Written instruction:
Render the stretch of records from the line containing "Where can the river water" through the line containing "[[630, 49], [223, 37], [365, 71]]" as a Markdown table with two columns, No. and Text. Number each line in No., and leave out any blank lines.

### Material for this exercise ###

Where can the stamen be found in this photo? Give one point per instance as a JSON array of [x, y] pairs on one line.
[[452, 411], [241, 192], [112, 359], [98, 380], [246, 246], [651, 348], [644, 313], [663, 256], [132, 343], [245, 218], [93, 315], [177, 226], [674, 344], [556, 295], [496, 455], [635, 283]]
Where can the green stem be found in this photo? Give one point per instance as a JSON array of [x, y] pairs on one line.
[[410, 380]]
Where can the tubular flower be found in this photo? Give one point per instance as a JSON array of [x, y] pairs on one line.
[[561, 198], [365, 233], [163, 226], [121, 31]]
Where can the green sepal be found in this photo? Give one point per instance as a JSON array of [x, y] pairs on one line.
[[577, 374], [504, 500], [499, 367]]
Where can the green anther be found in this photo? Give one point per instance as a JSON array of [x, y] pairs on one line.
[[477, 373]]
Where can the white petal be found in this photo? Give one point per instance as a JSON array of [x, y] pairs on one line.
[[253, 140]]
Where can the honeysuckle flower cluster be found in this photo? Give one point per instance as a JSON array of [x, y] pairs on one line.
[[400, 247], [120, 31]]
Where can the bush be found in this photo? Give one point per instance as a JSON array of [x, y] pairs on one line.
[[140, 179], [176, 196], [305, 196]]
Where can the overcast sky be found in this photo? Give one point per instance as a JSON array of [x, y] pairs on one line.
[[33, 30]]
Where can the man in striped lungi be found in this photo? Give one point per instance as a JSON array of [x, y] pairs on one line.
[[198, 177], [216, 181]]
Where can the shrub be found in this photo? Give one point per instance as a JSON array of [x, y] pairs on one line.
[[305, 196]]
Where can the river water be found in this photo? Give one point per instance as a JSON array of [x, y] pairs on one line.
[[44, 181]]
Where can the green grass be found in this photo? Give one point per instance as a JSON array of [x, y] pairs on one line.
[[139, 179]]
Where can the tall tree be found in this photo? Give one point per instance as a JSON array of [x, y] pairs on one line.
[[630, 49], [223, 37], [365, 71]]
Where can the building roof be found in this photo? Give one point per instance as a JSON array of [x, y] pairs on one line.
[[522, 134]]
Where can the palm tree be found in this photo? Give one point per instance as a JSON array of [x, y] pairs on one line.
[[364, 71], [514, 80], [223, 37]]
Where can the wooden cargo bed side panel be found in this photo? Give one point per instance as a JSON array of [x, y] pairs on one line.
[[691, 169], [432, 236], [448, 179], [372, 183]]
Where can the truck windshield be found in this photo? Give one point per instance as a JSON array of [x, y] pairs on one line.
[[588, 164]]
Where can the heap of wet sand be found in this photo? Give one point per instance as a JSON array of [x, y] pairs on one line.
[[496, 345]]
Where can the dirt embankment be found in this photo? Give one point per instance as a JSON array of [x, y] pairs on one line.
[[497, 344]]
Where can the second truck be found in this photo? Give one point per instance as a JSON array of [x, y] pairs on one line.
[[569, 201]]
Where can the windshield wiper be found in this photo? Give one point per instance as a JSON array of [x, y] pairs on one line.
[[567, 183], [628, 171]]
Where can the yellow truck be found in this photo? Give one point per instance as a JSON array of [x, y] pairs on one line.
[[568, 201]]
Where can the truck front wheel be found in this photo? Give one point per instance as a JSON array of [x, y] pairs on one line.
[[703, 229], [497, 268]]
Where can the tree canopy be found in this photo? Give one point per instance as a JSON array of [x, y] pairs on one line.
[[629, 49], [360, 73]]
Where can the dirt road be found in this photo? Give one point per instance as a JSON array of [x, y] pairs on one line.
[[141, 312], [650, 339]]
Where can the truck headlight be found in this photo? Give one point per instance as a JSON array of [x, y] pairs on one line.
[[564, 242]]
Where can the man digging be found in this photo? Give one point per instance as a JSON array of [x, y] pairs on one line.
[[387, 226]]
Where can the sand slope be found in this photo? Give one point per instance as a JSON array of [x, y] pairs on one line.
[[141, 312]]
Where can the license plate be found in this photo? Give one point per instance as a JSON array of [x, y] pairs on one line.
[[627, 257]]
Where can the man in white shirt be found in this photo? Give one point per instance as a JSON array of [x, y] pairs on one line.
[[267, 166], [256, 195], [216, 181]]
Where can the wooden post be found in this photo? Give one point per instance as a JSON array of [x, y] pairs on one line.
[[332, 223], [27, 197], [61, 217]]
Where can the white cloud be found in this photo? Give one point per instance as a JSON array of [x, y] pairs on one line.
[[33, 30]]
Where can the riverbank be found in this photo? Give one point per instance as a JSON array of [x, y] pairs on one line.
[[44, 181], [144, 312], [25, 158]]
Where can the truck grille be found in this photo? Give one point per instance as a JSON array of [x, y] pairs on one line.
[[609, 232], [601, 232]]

###

Full output:
| No. | Text |
|---|---|
| 1 | Where can the river water be found in this photo? Give one point per instance as a JSON array of [x, y] pairs on one line. |
| 2 | [[44, 181]] |
| 3 | Where can the green grass be found in this photo? Give one point per instance as a JSON array of [x, y] pairs on one line. |
| 4 | [[139, 179]] |
| 5 | Where can the tall tree be found in this photo? Give one point per instance as a JSON array of [x, y] pairs on one line. |
| 6 | [[630, 49], [223, 37], [365, 71]] |